◆ **Directions for this task**
From the passage on steaming and terpene levels, copy out the section that begins at the words "Table 4 List" and stops after the words "first commercial experiment.".

In general, exposure of the commercial inflorescences to 20 s steaming caused a similar decrease in the monoterpene profiles, compared to that of the noncommercial samples (Tables 4, 5 and 6). In the second commercial experiment, exposures of 15 s steaming resulted in a slight increase in the monoterpene concentrations compared to that of the untreated control. After 20 s steaming, a decrease in monoterpene concentrations was detected compared to 15 s treatment but remained higher than that of the untreated control. For example, linalool concentrations measured 1.78%, 2.39% and 1.83% in the untreated control, 15 and 20 s treatments, respectively (Table 6). Similarly, caryophyllene concentrations measured 7.41%, 8.07% and 7.61% in the untreated control, 15 and 20 s treatments, respectively (Table 6). This indicates that a two-step degradation process occurred, first degradation of di- and sesqui-terpenes into monoterpenes, resulting in elevation in relative monoterpene quantities. Then with a further prolonged exposure, monoterpenes further degraded and/or evaporated, resulting in lower relative quantities (Tables 4, 5 and 6).

Table 4 List of terpenes and terpenoids and their relative amount detected by GC–MS for ethanolic extraction of inflorescences from first commercial experiment.
Table 5 List of terpenes and terpenoids and their relative amounts detected by GC–MS from the second commercial experiment.
Table 6 List of terpenes and terpenoids and their relative amounts detected by GC–MS from the third commercial experiment.

◆ **Recorded data**

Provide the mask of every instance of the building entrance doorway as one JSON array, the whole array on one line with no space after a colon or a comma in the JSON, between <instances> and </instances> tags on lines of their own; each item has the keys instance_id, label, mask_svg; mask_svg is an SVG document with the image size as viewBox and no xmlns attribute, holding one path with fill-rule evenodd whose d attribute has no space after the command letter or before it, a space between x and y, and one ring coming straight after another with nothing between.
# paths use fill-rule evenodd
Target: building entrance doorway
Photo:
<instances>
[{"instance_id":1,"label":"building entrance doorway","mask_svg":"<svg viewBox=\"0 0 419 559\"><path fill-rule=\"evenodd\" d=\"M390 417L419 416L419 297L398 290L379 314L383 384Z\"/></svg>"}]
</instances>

◆ **Written reply**
Table 4 List of terpenes and terpenoids and their relative amount detected by GC–MS for ethanolic extraction of inflorescences from first commercial experiment.